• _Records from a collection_
========
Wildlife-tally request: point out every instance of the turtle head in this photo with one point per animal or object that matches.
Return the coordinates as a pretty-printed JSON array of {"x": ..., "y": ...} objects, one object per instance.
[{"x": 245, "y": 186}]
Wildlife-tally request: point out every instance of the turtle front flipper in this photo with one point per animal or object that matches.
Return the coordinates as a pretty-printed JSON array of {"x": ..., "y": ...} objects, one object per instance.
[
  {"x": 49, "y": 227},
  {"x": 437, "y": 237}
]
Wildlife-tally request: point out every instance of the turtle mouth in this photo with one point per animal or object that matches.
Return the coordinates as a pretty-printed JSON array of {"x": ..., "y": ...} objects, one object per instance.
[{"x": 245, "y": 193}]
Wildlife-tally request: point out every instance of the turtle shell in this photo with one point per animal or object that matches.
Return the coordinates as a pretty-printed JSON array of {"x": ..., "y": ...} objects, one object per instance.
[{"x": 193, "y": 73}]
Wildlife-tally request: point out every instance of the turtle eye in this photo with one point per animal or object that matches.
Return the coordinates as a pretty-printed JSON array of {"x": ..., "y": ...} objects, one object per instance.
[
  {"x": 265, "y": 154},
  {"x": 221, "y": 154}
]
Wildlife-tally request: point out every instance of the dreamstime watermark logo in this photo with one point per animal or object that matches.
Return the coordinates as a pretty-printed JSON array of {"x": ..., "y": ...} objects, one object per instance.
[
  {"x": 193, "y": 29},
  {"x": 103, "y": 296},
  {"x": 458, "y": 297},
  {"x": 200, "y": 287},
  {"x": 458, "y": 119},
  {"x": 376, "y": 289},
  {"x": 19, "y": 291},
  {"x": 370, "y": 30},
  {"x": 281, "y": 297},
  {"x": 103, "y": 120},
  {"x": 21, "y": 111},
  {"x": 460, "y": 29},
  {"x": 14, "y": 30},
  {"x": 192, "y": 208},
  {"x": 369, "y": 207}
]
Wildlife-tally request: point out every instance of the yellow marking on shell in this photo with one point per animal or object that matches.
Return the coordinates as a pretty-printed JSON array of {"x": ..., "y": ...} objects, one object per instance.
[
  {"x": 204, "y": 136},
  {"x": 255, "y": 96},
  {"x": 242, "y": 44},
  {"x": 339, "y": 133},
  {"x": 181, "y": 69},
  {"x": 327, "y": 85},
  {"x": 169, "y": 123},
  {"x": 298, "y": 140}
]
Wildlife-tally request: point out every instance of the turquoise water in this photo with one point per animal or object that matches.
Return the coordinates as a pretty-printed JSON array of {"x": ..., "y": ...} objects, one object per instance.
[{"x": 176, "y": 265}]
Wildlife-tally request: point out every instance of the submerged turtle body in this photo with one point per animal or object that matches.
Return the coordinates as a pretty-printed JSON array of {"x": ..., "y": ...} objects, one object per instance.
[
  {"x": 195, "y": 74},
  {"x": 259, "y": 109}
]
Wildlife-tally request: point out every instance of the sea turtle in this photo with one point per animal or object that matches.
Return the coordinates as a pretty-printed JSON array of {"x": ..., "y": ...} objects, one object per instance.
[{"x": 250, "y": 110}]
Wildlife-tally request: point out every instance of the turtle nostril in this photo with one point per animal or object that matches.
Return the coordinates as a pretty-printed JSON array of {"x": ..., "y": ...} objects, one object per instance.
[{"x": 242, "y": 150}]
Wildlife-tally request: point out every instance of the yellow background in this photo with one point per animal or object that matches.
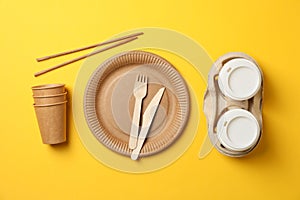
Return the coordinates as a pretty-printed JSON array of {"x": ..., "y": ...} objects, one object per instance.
[{"x": 266, "y": 30}]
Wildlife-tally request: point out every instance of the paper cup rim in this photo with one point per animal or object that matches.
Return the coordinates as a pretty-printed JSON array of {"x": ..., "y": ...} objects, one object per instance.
[
  {"x": 48, "y": 105},
  {"x": 49, "y": 96},
  {"x": 47, "y": 86}
]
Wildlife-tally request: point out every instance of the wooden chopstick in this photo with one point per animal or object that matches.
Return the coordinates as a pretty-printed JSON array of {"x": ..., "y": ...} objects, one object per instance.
[
  {"x": 85, "y": 56},
  {"x": 89, "y": 47}
]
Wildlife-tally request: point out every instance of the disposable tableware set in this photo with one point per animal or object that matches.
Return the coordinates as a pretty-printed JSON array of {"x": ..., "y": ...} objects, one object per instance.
[{"x": 137, "y": 104}]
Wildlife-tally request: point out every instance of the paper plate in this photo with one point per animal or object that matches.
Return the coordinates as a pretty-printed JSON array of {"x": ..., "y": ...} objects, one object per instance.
[{"x": 109, "y": 101}]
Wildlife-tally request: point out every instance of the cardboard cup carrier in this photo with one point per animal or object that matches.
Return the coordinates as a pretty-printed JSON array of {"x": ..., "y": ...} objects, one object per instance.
[
  {"x": 50, "y": 104},
  {"x": 233, "y": 104}
]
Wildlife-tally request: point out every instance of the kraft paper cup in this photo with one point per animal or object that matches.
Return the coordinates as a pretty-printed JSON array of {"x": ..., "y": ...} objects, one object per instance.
[
  {"x": 52, "y": 122},
  {"x": 48, "y": 89},
  {"x": 50, "y": 99}
]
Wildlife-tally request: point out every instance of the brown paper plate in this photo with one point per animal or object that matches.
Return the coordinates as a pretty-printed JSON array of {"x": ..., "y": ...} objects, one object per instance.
[{"x": 109, "y": 101}]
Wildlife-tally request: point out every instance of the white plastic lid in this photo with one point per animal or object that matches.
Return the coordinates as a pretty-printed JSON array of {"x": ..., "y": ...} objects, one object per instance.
[
  {"x": 239, "y": 79},
  {"x": 238, "y": 130}
]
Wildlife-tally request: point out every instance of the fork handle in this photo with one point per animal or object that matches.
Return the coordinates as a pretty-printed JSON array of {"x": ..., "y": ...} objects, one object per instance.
[{"x": 134, "y": 131}]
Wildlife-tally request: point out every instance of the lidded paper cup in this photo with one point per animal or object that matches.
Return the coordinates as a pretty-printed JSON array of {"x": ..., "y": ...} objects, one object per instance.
[
  {"x": 239, "y": 79},
  {"x": 52, "y": 122},
  {"x": 238, "y": 130}
]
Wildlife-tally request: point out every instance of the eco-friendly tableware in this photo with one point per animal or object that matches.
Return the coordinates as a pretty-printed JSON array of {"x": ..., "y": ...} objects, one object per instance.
[
  {"x": 139, "y": 91},
  {"x": 48, "y": 89},
  {"x": 147, "y": 121},
  {"x": 52, "y": 122},
  {"x": 109, "y": 102},
  {"x": 233, "y": 104},
  {"x": 123, "y": 40},
  {"x": 239, "y": 79},
  {"x": 50, "y": 99}
]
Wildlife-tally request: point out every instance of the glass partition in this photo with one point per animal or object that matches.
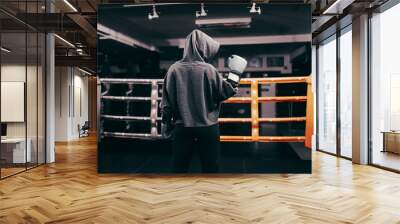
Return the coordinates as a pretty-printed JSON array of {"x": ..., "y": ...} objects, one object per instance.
[
  {"x": 14, "y": 153},
  {"x": 346, "y": 92},
  {"x": 327, "y": 95},
  {"x": 385, "y": 89},
  {"x": 22, "y": 92}
]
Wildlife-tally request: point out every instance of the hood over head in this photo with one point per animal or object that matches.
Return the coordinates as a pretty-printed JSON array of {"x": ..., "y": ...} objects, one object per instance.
[{"x": 199, "y": 47}]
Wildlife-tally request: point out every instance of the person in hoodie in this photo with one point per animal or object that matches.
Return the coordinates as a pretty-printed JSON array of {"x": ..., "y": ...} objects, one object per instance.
[{"x": 192, "y": 95}]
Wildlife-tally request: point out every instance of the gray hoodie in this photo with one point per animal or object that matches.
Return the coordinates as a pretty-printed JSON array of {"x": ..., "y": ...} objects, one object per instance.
[{"x": 193, "y": 89}]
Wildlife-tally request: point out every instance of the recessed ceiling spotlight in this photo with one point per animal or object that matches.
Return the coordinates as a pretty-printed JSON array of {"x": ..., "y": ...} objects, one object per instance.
[
  {"x": 5, "y": 50},
  {"x": 202, "y": 11},
  {"x": 153, "y": 14},
  {"x": 255, "y": 9}
]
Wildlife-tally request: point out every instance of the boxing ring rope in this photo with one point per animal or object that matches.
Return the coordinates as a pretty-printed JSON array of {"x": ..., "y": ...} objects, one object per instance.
[
  {"x": 255, "y": 120},
  {"x": 254, "y": 101}
]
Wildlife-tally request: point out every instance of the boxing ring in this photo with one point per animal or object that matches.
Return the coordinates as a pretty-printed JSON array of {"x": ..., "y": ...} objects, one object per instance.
[{"x": 254, "y": 100}]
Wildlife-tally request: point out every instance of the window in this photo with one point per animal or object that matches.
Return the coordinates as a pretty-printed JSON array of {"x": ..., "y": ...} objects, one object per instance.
[
  {"x": 346, "y": 92},
  {"x": 385, "y": 89},
  {"x": 327, "y": 95}
]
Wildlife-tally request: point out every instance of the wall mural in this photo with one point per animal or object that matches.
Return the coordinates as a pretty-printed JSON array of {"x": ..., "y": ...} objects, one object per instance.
[{"x": 205, "y": 88}]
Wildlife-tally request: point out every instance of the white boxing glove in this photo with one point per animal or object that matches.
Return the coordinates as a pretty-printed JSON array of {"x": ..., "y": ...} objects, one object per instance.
[{"x": 236, "y": 65}]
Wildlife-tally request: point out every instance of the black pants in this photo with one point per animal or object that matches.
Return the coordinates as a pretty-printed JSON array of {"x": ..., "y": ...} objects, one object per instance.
[{"x": 201, "y": 140}]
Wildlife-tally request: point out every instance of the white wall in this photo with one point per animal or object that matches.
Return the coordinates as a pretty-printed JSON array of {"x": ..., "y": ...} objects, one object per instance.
[{"x": 71, "y": 102}]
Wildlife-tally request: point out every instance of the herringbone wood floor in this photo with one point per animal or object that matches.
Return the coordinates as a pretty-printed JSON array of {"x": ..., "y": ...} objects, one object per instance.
[{"x": 71, "y": 191}]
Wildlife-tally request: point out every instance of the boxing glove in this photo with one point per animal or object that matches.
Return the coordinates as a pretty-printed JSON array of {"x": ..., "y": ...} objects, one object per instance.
[{"x": 236, "y": 65}]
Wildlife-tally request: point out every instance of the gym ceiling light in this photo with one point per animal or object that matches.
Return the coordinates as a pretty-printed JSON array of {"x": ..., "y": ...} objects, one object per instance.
[
  {"x": 255, "y": 9},
  {"x": 5, "y": 50},
  {"x": 64, "y": 40},
  {"x": 153, "y": 14},
  {"x": 70, "y": 5},
  {"x": 202, "y": 11}
]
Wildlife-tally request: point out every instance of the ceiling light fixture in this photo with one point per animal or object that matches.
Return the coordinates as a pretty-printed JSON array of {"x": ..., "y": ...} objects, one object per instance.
[
  {"x": 84, "y": 71},
  {"x": 337, "y": 7},
  {"x": 5, "y": 50},
  {"x": 70, "y": 5},
  {"x": 202, "y": 11},
  {"x": 255, "y": 9},
  {"x": 64, "y": 40},
  {"x": 153, "y": 14}
]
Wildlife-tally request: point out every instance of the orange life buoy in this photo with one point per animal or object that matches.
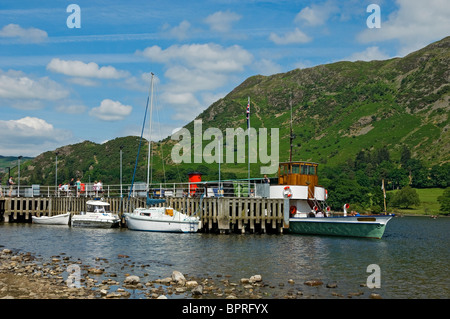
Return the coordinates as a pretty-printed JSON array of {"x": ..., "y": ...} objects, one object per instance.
[
  {"x": 287, "y": 192},
  {"x": 292, "y": 210}
]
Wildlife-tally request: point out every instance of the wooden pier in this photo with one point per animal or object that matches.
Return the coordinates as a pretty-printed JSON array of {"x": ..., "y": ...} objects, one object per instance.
[{"x": 217, "y": 214}]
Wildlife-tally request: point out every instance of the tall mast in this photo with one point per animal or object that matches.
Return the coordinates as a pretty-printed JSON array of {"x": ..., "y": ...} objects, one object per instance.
[
  {"x": 291, "y": 136},
  {"x": 248, "y": 131},
  {"x": 150, "y": 135}
]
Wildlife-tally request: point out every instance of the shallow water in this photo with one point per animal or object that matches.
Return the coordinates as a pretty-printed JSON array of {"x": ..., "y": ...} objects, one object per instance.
[{"x": 413, "y": 256}]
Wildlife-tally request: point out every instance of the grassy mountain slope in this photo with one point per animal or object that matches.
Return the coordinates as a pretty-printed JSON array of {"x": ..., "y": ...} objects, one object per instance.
[{"x": 338, "y": 109}]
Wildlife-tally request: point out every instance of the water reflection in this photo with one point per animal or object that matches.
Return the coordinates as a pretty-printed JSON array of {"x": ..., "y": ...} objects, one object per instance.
[{"x": 413, "y": 255}]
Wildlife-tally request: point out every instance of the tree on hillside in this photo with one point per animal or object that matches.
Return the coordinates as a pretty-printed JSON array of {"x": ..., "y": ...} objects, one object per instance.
[
  {"x": 444, "y": 201},
  {"x": 405, "y": 198}
]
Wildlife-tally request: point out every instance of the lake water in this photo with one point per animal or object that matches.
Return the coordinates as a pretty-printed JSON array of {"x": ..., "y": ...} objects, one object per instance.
[{"x": 413, "y": 256}]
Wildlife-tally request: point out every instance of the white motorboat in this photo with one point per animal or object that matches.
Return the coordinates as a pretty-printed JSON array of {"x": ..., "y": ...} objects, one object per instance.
[
  {"x": 61, "y": 219},
  {"x": 161, "y": 219},
  {"x": 97, "y": 215}
]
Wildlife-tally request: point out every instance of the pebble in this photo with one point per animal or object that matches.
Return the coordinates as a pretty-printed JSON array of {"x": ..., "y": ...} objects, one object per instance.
[{"x": 26, "y": 277}]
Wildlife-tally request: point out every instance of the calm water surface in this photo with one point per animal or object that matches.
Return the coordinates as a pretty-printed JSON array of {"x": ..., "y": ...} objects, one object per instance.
[{"x": 413, "y": 256}]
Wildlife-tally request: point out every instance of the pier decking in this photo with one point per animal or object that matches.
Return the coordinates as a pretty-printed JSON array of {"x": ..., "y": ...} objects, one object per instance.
[{"x": 217, "y": 214}]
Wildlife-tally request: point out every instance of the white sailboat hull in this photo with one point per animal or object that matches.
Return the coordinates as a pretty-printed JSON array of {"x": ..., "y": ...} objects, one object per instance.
[
  {"x": 96, "y": 220},
  {"x": 153, "y": 219},
  {"x": 62, "y": 219}
]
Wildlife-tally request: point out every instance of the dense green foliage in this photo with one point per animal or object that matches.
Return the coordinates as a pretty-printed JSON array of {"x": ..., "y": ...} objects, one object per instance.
[
  {"x": 361, "y": 121},
  {"x": 444, "y": 201},
  {"x": 359, "y": 180}
]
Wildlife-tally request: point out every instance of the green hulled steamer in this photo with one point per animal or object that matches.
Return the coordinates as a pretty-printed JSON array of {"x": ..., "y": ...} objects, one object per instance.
[{"x": 308, "y": 212}]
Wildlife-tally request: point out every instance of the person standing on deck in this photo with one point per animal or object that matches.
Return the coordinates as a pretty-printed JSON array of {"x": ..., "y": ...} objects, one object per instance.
[{"x": 10, "y": 184}]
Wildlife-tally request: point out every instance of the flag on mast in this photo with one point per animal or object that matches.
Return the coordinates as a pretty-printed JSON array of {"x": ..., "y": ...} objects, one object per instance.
[{"x": 248, "y": 113}]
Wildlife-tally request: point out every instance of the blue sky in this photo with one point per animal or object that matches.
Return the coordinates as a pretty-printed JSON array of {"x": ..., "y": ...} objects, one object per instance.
[{"x": 61, "y": 85}]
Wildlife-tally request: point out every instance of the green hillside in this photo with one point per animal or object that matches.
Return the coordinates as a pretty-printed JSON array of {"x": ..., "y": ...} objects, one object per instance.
[{"x": 341, "y": 113}]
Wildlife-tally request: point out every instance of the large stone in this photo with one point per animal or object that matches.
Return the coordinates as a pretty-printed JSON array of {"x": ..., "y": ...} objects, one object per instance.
[
  {"x": 313, "y": 283},
  {"x": 197, "y": 291},
  {"x": 191, "y": 284},
  {"x": 178, "y": 277},
  {"x": 132, "y": 280},
  {"x": 255, "y": 278}
]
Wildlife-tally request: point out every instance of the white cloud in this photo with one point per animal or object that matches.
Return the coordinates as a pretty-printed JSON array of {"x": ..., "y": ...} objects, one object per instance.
[
  {"x": 316, "y": 15},
  {"x": 180, "y": 32},
  {"x": 30, "y": 35},
  {"x": 371, "y": 53},
  {"x": 17, "y": 85},
  {"x": 194, "y": 80},
  {"x": 111, "y": 110},
  {"x": 212, "y": 57},
  {"x": 416, "y": 24},
  {"x": 71, "y": 108},
  {"x": 221, "y": 21},
  {"x": 30, "y": 136},
  {"x": 196, "y": 69},
  {"x": 296, "y": 36},
  {"x": 81, "y": 69}
]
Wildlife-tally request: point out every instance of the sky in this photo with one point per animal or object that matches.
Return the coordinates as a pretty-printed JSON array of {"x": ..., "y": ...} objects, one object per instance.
[{"x": 80, "y": 70}]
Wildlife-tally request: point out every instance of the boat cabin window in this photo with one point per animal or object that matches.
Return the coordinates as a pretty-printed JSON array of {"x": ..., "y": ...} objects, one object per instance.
[
  {"x": 308, "y": 170},
  {"x": 93, "y": 208}
]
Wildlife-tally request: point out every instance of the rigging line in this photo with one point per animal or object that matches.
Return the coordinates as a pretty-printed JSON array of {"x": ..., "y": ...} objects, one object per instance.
[
  {"x": 160, "y": 134},
  {"x": 139, "y": 149}
]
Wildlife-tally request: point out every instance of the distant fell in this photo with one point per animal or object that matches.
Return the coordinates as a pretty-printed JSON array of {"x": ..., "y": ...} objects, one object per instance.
[{"x": 338, "y": 109}]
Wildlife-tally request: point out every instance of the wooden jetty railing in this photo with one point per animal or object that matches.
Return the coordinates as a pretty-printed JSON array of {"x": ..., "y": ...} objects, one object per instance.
[{"x": 217, "y": 214}]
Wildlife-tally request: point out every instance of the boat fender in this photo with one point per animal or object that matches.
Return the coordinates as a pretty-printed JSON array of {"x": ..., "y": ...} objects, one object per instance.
[
  {"x": 293, "y": 210},
  {"x": 287, "y": 192}
]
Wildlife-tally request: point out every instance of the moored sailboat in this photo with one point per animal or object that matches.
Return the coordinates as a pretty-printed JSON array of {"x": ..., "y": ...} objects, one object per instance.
[{"x": 159, "y": 219}]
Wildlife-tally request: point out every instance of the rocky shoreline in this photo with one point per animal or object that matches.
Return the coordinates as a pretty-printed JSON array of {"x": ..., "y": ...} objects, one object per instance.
[{"x": 25, "y": 276}]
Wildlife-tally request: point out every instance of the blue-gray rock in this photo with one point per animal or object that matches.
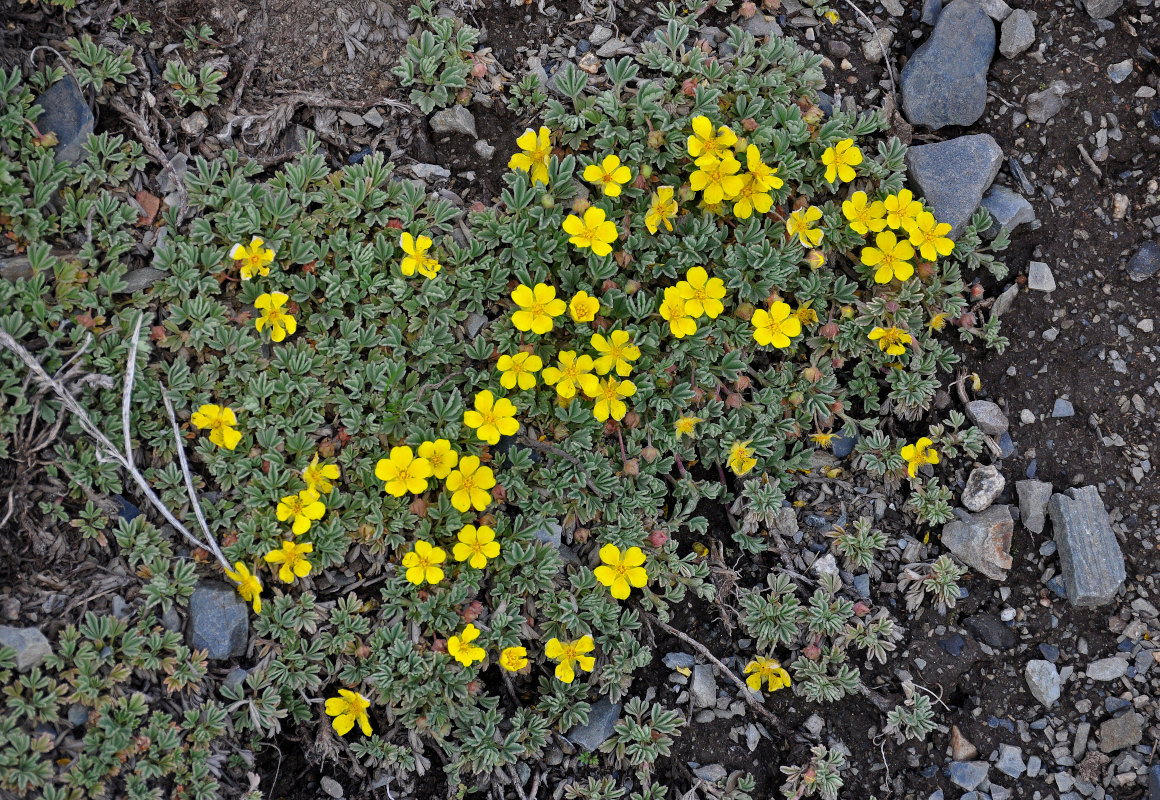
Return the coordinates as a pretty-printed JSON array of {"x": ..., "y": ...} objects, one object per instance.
[
  {"x": 218, "y": 620},
  {"x": 30, "y": 645},
  {"x": 1089, "y": 555},
  {"x": 67, "y": 115},
  {"x": 945, "y": 80},
  {"x": 1145, "y": 262},
  {"x": 954, "y": 174},
  {"x": 601, "y": 719}
]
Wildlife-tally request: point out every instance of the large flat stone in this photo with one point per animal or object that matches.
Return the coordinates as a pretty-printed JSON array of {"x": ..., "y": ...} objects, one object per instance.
[{"x": 1093, "y": 565}]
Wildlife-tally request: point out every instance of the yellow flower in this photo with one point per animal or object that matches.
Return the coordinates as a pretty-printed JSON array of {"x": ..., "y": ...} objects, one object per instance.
[
  {"x": 537, "y": 150},
  {"x": 318, "y": 477},
  {"x": 622, "y": 573},
  {"x": 890, "y": 259},
  {"x": 255, "y": 259},
  {"x": 538, "y": 307},
  {"x": 519, "y": 370},
  {"x": 717, "y": 179},
  {"x": 470, "y": 485},
  {"x": 292, "y": 558},
  {"x": 220, "y": 420},
  {"x": 800, "y": 225},
  {"x": 492, "y": 417},
  {"x": 918, "y": 455},
  {"x": 476, "y": 546},
  {"x": 617, "y": 351},
  {"x": 741, "y": 458},
  {"x": 566, "y": 375},
  {"x": 608, "y": 394},
  {"x": 568, "y": 653},
  {"x": 248, "y": 586},
  {"x": 840, "y": 161},
  {"x": 892, "y": 341},
  {"x": 686, "y": 426},
  {"x": 609, "y": 175},
  {"x": 462, "y": 649},
  {"x": 929, "y": 235},
  {"x": 422, "y": 561},
  {"x": 704, "y": 142},
  {"x": 514, "y": 659},
  {"x": 417, "y": 259},
  {"x": 347, "y": 708},
  {"x": 768, "y": 670},
  {"x": 775, "y": 327},
  {"x": 403, "y": 472},
  {"x": 765, "y": 176},
  {"x": 661, "y": 210},
  {"x": 301, "y": 509},
  {"x": 862, "y": 215},
  {"x": 281, "y": 322},
  {"x": 440, "y": 456},
  {"x": 901, "y": 208},
  {"x": 593, "y": 231},
  {"x": 584, "y": 307},
  {"x": 676, "y": 312}
]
========
• _Task directions_
Reproduce the data above from the line containing "the large flat" through the end of the data, including both the opening line and the final line.

• _Task output_
Wildlife-tally request: point out every instance of the large flat stone in this photo with one point per animal or object that matches.
Return the coordinates as a pretty-printed JSON array of {"x": ..., "y": ...} objects, one object per instance.
[{"x": 1093, "y": 565}]
Wildlife-tally request: point out every instance of the yellow flower in this photo with one point per animal or object that matches.
Return the coordinates as a pretty-printed JSON array of {"x": ..., "y": ...} objects, one object per instance.
[
  {"x": 537, "y": 150},
  {"x": 318, "y": 477},
  {"x": 622, "y": 573},
  {"x": 890, "y": 259},
  {"x": 255, "y": 259},
  {"x": 538, "y": 307},
  {"x": 519, "y": 370},
  {"x": 717, "y": 179},
  {"x": 470, "y": 485},
  {"x": 292, "y": 558},
  {"x": 220, "y": 420},
  {"x": 800, "y": 225},
  {"x": 492, "y": 417},
  {"x": 918, "y": 455},
  {"x": 476, "y": 546},
  {"x": 617, "y": 351},
  {"x": 741, "y": 458},
  {"x": 566, "y": 375},
  {"x": 608, "y": 394},
  {"x": 568, "y": 653},
  {"x": 248, "y": 586},
  {"x": 840, "y": 161},
  {"x": 892, "y": 341},
  {"x": 686, "y": 426},
  {"x": 609, "y": 175},
  {"x": 462, "y": 649},
  {"x": 929, "y": 235},
  {"x": 422, "y": 561},
  {"x": 704, "y": 142},
  {"x": 514, "y": 659},
  {"x": 417, "y": 259},
  {"x": 347, "y": 708},
  {"x": 768, "y": 670},
  {"x": 775, "y": 327},
  {"x": 403, "y": 472},
  {"x": 765, "y": 176},
  {"x": 661, "y": 210},
  {"x": 301, "y": 509},
  {"x": 862, "y": 215},
  {"x": 281, "y": 322},
  {"x": 440, "y": 456},
  {"x": 901, "y": 208},
  {"x": 593, "y": 231},
  {"x": 584, "y": 307},
  {"x": 676, "y": 312}
]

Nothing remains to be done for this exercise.